_Records of labeled boxes_
+ + + + + + +
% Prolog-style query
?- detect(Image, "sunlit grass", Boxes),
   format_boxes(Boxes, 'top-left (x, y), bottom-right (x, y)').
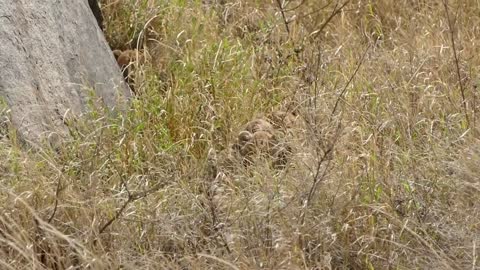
top-left (0, 0), bottom-right (480, 269)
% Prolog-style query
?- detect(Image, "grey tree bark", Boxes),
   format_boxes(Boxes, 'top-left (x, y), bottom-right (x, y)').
top-left (0, 0), bottom-right (130, 148)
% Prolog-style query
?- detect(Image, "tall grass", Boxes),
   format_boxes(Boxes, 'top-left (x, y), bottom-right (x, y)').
top-left (0, 0), bottom-right (480, 269)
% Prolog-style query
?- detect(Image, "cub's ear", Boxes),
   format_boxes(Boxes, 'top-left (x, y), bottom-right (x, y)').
top-left (88, 0), bottom-right (104, 30)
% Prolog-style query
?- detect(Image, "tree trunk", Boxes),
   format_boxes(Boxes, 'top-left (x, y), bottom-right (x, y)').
top-left (0, 0), bottom-right (130, 148)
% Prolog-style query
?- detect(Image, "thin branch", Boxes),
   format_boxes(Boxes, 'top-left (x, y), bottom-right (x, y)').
top-left (443, 0), bottom-right (470, 129)
top-left (330, 41), bottom-right (372, 118)
top-left (314, 0), bottom-right (351, 38)
top-left (277, 0), bottom-right (290, 36)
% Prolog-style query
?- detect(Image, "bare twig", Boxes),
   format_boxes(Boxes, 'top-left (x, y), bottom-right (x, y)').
top-left (47, 176), bottom-right (62, 223)
top-left (277, 0), bottom-right (290, 36)
top-left (314, 0), bottom-right (351, 38)
top-left (443, 0), bottom-right (470, 129)
top-left (330, 41), bottom-right (371, 119)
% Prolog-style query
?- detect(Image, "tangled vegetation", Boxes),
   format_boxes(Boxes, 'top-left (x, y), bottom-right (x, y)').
top-left (0, 0), bottom-right (480, 269)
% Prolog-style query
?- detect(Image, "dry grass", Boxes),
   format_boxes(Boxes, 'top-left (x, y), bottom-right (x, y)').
top-left (0, 0), bottom-right (480, 269)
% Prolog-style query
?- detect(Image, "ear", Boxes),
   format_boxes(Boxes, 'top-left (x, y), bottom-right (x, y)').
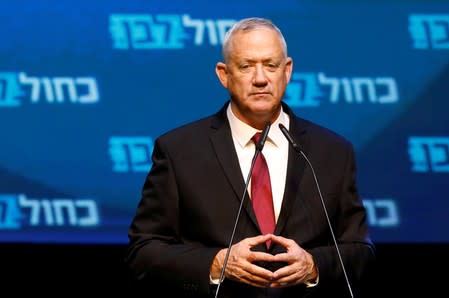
+ + + + + + +
_SHORT EXERCISE_
Count the lines in the records above that contain the string "grass", matching case exactly, and reply with only that number.

_TASK OUTPUT_
3